Required action: What is the number of lines in these records that hold the word "tree"? Reply with that number alone.

Data provided:
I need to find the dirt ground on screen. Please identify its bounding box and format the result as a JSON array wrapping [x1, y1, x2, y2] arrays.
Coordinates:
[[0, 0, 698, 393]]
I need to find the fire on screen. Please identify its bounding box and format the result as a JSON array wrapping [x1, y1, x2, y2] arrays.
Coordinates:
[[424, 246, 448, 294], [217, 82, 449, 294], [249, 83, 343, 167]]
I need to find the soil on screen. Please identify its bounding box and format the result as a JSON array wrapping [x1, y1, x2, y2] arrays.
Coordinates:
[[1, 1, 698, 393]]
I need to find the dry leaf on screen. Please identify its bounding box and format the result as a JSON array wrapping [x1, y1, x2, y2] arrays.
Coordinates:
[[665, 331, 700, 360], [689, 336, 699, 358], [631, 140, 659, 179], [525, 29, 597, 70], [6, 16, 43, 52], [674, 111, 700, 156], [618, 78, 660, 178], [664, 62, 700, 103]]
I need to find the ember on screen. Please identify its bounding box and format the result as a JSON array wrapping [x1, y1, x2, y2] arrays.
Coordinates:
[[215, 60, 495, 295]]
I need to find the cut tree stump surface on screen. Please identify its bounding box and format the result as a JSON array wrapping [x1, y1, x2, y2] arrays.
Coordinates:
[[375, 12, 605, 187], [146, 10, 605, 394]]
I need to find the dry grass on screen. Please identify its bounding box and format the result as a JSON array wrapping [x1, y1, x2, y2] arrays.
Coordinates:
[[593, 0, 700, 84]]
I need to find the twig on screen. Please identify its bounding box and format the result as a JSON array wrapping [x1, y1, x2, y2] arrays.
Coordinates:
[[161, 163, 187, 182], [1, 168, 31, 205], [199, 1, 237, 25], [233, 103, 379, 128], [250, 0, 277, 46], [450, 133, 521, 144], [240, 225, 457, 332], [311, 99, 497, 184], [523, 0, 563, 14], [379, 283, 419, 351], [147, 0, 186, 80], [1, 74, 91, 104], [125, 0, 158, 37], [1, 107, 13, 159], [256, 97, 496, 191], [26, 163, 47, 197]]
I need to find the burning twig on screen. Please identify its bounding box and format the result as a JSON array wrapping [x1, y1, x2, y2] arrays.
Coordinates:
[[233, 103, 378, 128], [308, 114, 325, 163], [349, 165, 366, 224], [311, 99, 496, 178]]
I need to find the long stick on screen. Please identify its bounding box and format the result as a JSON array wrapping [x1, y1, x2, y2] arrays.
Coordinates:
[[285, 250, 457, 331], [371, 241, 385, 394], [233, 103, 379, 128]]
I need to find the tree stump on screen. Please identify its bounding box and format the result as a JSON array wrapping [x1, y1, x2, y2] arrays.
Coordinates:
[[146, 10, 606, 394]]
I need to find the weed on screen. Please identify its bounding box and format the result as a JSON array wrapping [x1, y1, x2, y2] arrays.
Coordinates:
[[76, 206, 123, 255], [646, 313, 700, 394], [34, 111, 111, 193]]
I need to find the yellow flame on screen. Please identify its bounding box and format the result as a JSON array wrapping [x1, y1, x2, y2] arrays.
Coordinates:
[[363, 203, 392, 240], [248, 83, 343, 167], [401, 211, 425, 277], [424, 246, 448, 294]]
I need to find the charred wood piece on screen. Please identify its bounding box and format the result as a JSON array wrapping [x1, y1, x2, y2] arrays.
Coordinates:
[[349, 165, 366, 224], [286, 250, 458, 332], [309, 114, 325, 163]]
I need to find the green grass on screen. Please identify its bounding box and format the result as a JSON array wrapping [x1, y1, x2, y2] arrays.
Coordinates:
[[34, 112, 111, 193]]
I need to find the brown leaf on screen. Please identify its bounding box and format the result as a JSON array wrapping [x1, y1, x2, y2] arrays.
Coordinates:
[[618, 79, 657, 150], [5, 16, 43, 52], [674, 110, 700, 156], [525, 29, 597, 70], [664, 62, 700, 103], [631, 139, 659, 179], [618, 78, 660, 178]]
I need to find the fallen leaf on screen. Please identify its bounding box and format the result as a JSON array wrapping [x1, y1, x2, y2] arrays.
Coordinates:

Task response: 2